RECORDS FOR THIS TASK >>
--

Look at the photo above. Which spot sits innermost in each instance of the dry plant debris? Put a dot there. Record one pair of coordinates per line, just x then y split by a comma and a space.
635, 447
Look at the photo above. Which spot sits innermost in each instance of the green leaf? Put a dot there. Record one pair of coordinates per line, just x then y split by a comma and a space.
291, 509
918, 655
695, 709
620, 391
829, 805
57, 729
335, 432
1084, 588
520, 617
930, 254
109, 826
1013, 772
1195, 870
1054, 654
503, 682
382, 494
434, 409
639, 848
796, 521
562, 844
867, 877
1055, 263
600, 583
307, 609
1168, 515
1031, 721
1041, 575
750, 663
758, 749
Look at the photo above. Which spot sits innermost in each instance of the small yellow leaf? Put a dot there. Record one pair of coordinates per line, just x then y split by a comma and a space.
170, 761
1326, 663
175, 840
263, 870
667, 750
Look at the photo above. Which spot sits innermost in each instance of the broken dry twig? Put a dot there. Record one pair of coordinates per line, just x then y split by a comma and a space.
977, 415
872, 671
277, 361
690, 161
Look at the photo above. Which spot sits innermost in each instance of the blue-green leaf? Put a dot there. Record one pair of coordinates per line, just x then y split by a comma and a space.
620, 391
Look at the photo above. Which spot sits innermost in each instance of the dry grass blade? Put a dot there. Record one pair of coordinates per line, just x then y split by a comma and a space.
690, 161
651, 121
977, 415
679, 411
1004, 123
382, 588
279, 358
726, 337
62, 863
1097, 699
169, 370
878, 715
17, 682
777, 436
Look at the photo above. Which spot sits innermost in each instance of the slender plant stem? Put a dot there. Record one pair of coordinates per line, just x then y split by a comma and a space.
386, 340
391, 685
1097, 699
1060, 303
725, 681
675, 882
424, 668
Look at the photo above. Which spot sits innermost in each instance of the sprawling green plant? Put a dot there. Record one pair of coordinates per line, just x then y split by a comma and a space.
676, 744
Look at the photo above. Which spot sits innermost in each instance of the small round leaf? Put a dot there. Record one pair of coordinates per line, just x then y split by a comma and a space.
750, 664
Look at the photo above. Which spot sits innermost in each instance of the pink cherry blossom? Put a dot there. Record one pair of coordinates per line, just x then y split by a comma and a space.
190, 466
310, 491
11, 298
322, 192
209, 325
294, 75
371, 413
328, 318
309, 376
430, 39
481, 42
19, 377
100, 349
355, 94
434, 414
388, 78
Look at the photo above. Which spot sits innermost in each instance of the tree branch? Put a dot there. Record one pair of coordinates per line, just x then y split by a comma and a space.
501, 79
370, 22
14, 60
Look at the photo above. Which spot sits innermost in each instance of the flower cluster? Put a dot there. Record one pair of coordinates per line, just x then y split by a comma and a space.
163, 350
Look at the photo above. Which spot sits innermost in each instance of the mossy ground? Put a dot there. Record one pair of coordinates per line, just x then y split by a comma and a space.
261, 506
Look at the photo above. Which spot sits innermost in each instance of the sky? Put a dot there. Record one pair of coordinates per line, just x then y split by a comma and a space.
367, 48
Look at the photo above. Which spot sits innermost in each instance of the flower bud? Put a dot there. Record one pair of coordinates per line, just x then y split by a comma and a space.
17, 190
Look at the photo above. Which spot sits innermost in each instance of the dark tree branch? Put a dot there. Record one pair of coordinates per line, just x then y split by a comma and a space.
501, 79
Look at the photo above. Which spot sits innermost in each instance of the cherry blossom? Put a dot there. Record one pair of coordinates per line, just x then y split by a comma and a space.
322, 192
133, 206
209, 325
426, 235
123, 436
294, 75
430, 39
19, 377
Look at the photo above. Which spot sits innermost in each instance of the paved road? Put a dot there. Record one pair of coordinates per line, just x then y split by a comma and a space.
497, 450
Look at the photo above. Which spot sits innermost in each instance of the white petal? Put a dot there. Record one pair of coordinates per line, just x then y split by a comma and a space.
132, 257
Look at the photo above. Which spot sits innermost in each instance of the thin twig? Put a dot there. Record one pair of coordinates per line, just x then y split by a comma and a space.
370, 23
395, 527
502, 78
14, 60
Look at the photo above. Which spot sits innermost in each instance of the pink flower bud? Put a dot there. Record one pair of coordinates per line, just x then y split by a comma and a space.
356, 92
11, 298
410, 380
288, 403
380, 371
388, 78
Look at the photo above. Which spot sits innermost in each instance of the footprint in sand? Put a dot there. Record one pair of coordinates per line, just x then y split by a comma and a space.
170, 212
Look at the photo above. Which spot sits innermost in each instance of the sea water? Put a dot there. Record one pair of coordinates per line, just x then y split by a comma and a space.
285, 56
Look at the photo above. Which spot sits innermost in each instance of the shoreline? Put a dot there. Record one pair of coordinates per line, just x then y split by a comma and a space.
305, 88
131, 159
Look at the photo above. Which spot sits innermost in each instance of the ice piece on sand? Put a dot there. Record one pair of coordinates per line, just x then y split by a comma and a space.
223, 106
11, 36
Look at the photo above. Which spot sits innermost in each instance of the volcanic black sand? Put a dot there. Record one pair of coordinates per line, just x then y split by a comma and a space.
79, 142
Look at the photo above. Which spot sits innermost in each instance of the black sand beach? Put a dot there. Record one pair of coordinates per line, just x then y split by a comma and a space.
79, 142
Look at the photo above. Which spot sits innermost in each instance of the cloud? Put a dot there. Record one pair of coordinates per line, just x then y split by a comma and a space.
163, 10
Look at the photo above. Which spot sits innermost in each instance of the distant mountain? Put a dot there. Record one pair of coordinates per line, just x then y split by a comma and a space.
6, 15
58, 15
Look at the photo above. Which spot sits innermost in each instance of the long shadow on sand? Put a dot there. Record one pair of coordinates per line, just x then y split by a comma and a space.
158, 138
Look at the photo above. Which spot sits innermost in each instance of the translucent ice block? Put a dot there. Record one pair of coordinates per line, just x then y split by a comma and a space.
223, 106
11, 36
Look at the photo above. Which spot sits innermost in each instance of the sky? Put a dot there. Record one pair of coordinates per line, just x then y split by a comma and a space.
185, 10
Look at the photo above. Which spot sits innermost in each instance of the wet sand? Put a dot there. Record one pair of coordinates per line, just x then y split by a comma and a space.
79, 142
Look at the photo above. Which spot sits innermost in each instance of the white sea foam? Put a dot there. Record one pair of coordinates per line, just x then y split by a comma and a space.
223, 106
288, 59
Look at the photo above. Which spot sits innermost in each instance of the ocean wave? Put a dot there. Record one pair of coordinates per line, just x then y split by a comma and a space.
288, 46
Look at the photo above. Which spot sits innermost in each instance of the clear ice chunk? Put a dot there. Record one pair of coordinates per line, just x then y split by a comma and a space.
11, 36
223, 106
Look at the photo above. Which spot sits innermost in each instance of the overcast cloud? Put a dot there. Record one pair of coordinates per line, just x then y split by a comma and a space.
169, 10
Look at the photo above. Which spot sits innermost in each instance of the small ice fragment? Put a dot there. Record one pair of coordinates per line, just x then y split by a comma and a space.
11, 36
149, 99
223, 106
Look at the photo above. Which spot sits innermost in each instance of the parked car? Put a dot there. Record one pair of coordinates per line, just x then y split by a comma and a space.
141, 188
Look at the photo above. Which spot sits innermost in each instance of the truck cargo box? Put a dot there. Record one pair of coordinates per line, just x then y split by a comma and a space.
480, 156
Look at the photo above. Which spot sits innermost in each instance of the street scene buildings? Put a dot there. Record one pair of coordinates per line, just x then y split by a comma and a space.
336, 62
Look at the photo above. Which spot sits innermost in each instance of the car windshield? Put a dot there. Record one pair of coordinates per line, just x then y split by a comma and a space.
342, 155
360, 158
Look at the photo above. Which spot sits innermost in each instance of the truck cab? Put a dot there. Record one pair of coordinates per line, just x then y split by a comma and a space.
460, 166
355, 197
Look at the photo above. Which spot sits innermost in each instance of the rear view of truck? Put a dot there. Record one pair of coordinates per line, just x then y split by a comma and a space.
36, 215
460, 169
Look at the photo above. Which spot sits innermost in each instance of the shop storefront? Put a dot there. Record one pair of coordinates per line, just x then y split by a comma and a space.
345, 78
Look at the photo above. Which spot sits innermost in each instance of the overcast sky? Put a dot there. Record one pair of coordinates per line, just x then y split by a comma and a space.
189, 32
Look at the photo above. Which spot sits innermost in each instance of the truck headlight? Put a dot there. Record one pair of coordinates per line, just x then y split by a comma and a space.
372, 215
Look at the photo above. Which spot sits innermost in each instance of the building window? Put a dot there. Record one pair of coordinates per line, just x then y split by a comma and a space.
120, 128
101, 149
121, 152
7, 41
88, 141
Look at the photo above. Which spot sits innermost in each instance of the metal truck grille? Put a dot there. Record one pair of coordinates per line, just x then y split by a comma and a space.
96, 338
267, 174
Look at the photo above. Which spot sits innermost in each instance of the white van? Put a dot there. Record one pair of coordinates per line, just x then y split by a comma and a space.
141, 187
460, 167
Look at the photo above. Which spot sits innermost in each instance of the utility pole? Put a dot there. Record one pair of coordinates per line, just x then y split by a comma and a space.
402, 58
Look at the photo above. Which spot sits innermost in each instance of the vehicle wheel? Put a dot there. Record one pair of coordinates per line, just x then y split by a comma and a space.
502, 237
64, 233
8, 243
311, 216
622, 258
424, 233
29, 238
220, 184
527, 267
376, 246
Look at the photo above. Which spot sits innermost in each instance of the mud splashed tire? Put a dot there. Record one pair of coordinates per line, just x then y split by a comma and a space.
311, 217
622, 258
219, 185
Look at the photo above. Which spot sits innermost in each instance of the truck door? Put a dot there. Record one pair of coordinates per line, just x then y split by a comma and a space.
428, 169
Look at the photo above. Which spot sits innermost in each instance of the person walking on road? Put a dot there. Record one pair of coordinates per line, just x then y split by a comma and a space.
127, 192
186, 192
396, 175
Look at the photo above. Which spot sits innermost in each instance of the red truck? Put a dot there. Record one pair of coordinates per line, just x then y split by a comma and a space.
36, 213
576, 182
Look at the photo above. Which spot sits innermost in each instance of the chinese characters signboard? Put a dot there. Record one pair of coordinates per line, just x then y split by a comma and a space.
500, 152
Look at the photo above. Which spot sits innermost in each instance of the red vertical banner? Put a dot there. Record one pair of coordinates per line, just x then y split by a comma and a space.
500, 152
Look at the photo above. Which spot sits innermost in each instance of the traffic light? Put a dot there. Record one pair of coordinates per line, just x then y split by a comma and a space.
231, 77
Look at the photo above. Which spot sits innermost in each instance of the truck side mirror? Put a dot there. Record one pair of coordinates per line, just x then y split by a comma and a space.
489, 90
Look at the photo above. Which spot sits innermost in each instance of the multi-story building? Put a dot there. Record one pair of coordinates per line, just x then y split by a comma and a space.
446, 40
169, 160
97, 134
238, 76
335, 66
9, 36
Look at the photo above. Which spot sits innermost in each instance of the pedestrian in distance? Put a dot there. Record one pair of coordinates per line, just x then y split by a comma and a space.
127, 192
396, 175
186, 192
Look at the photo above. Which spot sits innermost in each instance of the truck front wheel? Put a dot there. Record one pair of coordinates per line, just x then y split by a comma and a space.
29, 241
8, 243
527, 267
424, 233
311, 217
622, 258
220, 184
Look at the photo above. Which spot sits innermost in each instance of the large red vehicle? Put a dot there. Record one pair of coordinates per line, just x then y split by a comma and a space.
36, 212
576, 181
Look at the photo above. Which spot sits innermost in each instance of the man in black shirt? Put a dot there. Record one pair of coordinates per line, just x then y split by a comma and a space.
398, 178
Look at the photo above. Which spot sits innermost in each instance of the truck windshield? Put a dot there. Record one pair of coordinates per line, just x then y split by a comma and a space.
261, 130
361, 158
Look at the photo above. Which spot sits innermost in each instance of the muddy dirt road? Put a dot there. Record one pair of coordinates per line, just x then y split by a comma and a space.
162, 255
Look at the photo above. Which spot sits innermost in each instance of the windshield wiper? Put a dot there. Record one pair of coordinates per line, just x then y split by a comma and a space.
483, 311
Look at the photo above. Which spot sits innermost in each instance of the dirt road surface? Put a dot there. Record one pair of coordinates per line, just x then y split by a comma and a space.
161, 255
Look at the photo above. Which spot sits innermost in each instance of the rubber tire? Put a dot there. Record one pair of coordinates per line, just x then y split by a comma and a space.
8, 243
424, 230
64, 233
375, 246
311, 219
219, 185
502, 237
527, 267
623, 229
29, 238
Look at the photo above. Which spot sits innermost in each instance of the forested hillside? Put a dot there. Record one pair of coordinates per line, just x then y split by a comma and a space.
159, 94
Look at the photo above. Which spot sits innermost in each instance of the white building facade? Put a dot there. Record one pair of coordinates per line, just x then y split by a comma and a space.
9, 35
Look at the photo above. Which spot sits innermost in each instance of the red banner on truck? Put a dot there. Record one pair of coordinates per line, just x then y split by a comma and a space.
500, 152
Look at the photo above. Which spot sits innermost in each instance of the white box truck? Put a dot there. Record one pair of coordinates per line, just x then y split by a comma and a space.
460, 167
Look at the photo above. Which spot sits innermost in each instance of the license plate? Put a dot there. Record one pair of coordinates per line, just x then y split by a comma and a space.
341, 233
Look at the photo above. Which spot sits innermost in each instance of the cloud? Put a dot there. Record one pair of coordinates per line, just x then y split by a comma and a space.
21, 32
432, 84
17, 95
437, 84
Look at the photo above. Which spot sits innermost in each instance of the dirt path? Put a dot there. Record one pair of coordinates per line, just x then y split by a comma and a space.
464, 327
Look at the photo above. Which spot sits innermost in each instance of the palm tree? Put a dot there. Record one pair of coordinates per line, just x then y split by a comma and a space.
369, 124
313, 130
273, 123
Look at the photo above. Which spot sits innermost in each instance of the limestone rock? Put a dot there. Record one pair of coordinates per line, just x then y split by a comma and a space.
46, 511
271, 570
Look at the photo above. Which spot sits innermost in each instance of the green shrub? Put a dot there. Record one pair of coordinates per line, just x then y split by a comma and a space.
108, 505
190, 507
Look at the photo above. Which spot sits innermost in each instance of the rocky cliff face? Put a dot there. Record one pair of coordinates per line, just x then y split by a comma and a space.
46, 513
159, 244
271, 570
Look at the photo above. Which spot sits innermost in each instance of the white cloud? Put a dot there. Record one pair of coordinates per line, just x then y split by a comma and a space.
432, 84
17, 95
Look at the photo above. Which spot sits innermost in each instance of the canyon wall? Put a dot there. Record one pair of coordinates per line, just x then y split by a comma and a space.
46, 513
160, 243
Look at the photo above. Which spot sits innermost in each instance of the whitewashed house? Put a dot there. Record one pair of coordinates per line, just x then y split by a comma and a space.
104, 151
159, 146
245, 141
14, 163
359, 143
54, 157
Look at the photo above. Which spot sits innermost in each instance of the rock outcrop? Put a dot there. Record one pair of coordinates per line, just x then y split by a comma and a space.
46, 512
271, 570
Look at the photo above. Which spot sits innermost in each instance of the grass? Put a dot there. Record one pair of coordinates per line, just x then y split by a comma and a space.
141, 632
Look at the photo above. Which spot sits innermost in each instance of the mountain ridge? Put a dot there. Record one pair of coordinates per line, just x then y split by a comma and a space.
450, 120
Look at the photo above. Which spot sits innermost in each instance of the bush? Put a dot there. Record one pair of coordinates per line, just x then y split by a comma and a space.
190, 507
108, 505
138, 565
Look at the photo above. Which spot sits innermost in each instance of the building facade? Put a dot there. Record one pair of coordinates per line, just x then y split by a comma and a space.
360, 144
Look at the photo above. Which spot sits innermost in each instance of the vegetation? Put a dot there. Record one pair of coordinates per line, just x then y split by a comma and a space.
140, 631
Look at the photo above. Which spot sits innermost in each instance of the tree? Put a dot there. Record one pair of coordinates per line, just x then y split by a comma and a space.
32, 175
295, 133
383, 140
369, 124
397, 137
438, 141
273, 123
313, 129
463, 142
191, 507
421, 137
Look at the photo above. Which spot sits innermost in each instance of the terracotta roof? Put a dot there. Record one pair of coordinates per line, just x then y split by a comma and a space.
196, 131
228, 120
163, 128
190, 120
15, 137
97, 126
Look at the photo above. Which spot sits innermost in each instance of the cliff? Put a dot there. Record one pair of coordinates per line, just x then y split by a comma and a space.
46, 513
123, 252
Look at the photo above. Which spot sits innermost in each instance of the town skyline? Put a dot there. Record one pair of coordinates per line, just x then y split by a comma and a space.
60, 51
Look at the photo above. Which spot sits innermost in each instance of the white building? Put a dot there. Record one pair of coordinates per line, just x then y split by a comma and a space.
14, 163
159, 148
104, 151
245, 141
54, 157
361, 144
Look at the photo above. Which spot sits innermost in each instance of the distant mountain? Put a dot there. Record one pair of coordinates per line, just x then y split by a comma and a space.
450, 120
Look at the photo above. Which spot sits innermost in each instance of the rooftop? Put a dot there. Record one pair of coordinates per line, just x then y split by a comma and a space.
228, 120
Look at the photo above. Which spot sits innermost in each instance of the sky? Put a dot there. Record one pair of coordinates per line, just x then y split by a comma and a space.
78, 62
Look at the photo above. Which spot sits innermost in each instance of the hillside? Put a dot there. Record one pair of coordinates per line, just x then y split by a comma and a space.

--

EXERCISE BRIEF >> Exactly reproduce the lines beginning with the one that contains "of the rooftop?" and ending with the last line of the material, both included. Leave out everything else.

THE REPLY >>
Look at the photo above. Which spot sits innermost in each instance of the rooftop? Put a dot there. Record one pair of coordinates per line, just x then y split by a comma and a space.
228, 120
Look at the photo above. Which spot sits innermost in each instance of the sky? Put a dot there. Record one pair of coordinates per line, just x then y split by a comma and a space.
78, 62
Look at the photo above. Which spot sits innermost in each instance of the hillside? Put a dot there. Record one pair of coordinates per line, just x then y split by a comma and a space.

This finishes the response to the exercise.